What the exercise asks: Check every line of the data below for "white". Copy each one that has it.

Record extracts:
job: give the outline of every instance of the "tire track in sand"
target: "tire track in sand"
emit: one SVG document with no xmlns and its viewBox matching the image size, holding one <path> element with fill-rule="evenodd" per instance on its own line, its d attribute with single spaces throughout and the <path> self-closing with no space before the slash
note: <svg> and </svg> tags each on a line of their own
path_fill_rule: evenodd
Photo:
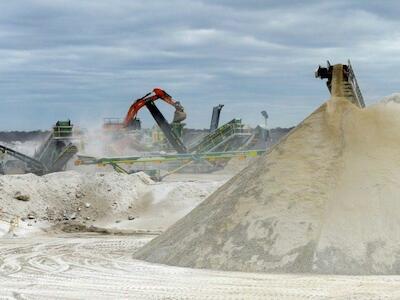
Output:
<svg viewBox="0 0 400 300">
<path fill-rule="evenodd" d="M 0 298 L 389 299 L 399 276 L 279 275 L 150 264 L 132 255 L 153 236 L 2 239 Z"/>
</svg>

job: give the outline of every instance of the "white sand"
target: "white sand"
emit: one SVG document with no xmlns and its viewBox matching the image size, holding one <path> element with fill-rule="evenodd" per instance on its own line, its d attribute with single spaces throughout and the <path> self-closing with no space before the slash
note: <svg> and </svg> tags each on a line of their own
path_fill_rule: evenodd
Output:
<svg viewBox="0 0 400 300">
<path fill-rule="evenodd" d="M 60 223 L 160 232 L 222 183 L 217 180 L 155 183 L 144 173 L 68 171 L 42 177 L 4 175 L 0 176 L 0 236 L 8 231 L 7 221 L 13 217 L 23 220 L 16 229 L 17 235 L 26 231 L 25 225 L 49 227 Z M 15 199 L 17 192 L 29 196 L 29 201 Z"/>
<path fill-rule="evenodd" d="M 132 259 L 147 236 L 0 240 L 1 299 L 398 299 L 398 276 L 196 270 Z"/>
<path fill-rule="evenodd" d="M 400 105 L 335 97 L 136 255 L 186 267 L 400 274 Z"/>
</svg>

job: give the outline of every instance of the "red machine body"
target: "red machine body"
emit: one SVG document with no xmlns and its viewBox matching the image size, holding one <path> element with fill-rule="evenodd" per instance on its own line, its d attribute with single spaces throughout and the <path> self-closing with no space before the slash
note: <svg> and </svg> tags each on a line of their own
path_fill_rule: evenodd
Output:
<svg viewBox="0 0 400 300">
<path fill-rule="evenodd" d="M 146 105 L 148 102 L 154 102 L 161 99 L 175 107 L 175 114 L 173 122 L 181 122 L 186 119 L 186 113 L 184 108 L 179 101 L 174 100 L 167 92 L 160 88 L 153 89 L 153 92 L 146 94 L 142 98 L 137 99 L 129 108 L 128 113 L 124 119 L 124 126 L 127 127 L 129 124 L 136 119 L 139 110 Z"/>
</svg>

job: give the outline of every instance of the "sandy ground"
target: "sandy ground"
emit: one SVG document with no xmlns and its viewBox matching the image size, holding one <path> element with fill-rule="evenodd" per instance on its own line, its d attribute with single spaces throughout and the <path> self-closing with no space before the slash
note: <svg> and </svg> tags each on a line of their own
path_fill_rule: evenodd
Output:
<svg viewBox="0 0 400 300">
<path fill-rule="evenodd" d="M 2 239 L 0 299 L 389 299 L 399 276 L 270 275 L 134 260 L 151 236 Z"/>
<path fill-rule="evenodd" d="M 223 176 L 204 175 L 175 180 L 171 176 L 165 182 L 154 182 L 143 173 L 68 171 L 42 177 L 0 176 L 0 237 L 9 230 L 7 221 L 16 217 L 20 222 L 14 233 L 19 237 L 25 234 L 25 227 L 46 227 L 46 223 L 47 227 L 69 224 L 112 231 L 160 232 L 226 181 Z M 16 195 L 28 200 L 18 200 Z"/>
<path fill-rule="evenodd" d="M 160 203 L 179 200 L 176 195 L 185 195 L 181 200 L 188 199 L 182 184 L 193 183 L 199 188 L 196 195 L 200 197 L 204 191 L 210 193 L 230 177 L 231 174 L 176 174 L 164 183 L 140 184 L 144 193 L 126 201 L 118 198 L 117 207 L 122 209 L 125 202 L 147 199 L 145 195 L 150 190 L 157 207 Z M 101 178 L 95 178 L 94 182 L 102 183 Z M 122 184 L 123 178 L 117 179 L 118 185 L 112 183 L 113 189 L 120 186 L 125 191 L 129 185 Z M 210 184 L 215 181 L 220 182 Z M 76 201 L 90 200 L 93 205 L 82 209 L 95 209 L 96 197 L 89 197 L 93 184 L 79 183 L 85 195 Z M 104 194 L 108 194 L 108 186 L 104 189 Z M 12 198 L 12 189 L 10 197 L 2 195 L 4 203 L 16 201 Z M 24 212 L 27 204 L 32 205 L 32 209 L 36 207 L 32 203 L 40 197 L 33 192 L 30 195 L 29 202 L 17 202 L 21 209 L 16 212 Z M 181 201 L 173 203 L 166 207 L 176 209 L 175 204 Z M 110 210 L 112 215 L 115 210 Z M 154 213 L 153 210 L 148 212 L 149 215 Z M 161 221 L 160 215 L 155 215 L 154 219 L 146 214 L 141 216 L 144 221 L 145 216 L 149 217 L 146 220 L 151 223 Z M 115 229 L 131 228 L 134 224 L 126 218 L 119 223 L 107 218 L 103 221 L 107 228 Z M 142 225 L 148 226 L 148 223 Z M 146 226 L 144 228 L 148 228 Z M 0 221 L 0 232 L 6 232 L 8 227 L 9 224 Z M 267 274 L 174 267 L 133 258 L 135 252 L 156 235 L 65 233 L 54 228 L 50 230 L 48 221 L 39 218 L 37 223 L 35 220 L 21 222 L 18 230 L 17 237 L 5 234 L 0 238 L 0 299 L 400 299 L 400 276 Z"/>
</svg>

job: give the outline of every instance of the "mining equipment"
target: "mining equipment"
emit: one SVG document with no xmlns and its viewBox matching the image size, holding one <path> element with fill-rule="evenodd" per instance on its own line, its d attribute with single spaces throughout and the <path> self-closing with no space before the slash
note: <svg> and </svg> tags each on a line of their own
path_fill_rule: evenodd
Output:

==

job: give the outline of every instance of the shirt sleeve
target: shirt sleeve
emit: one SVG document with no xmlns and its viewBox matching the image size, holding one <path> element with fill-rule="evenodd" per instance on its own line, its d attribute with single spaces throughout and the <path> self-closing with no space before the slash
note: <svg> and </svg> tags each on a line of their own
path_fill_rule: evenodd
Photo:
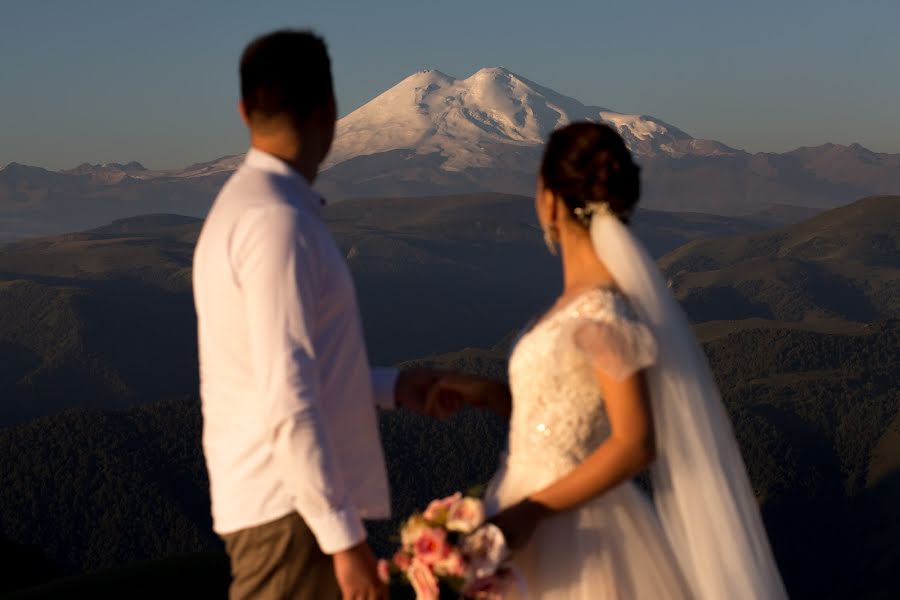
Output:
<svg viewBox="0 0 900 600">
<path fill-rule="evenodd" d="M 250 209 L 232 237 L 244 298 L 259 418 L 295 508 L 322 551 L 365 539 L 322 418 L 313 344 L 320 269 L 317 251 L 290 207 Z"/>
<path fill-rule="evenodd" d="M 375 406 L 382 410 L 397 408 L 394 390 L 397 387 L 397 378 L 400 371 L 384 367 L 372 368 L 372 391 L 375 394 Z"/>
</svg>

Your solution:
job: give the outline of every instance of the "white sand"
target: "white sand"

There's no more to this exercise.